[Opening Data section]

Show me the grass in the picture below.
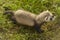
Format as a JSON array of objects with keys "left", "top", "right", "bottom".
[{"left": 0, "top": 0, "right": 60, "bottom": 40}]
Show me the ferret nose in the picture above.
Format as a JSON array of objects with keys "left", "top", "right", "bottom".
[{"left": 50, "top": 18, "right": 52, "bottom": 20}]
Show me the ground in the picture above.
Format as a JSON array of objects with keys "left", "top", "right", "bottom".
[{"left": 0, "top": 0, "right": 60, "bottom": 40}]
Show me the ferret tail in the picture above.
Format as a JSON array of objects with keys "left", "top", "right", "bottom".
[{"left": 3, "top": 7, "right": 14, "bottom": 15}]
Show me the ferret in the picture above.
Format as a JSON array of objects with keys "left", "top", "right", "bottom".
[{"left": 3, "top": 7, "right": 56, "bottom": 33}]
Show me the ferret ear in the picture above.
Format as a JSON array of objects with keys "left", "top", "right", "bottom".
[{"left": 46, "top": 10, "right": 49, "bottom": 12}]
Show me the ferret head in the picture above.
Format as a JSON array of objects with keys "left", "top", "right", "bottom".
[
  {"left": 44, "top": 10, "right": 56, "bottom": 22},
  {"left": 36, "top": 10, "right": 56, "bottom": 24}
]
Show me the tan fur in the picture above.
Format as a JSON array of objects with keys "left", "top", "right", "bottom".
[{"left": 14, "top": 10, "right": 37, "bottom": 26}]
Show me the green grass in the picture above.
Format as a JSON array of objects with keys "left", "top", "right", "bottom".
[{"left": 0, "top": 0, "right": 60, "bottom": 40}]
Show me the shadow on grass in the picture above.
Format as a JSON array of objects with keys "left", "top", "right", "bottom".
[{"left": 9, "top": 24, "right": 38, "bottom": 34}]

[Closing Data section]

Work required: Please give an exact copy of the entries above, from the line with "Show me the ferret head in the picture above." down to the line with "Show me the green grass in the picture above.", inclusive, and nothing else.

Response to the exercise:
Show me the ferret head in the picture above.
Format as a JSON array of objects with keys "left", "top", "right", "bottom".
[
  {"left": 44, "top": 10, "right": 56, "bottom": 22},
  {"left": 36, "top": 10, "right": 56, "bottom": 24}
]
Show me the tan fur in the picture above.
Format as a JSON array of objects with keys "left", "top", "right", "bottom".
[{"left": 14, "top": 10, "right": 37, "bottom": 26}]
Show me the green grass in the picture above.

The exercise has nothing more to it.